EXERCISE REQUIREMENTS
Copy every line of the listing that holds the string "trousers".

——————————

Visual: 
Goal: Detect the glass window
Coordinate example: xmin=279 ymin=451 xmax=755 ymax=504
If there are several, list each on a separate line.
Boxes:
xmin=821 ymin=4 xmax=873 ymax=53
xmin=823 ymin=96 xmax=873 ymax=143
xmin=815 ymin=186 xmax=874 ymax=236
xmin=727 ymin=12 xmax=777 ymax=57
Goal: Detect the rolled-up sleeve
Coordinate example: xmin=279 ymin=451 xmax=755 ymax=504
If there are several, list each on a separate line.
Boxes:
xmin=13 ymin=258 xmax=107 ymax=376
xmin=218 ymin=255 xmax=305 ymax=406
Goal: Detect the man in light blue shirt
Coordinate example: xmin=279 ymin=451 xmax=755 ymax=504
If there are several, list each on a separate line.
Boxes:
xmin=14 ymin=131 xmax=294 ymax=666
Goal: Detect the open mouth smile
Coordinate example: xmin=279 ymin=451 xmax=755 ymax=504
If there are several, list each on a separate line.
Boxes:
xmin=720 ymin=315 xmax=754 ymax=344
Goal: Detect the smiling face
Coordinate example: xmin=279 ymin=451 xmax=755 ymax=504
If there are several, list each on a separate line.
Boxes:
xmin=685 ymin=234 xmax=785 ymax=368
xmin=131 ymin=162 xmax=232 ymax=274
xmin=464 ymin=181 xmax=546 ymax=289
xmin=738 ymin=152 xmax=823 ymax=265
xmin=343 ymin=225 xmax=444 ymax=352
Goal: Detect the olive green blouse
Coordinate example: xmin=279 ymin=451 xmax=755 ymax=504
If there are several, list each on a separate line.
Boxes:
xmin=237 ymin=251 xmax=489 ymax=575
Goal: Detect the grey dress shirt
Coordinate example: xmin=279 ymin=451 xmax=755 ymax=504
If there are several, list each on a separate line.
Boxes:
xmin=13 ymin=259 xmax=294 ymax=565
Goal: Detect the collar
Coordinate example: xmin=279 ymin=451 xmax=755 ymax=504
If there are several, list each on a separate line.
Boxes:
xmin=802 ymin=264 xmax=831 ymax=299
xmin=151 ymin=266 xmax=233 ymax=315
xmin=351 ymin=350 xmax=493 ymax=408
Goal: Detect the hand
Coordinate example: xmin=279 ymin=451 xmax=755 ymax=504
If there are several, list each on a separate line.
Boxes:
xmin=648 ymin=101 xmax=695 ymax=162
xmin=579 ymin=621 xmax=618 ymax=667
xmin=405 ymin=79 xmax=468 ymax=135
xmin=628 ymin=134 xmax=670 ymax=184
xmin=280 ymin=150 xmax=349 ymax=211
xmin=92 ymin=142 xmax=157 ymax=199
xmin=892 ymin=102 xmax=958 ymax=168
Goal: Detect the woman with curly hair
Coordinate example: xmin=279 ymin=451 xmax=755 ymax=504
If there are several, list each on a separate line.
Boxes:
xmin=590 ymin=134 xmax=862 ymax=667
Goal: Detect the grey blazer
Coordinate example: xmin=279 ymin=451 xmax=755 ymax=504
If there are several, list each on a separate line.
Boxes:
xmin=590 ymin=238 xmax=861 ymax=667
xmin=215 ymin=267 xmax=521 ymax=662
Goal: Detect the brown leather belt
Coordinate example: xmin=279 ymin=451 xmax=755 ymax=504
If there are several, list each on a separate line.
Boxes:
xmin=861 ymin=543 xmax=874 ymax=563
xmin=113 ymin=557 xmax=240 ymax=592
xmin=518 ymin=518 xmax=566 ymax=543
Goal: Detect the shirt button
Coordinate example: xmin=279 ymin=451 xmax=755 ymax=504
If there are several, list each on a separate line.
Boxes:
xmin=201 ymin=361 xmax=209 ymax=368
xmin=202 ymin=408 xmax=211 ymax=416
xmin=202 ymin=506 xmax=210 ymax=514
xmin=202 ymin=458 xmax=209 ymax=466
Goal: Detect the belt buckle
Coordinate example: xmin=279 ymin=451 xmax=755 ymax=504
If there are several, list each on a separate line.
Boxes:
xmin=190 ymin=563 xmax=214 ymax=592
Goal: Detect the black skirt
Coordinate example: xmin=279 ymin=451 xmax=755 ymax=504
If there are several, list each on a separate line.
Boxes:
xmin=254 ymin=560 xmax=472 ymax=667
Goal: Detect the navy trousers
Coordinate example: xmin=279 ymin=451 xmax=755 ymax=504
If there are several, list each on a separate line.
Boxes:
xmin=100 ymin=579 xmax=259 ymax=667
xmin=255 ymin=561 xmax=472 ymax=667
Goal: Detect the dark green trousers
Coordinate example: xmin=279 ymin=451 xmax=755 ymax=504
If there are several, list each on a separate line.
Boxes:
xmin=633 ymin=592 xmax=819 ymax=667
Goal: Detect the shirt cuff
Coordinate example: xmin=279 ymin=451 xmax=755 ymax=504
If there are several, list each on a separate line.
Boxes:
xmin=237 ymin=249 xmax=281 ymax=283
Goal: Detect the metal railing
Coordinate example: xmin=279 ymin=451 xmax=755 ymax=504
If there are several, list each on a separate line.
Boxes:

——————————

ANSWER BOX
Goal: Detect the navy trousers
Goal: Detect the dark green trousers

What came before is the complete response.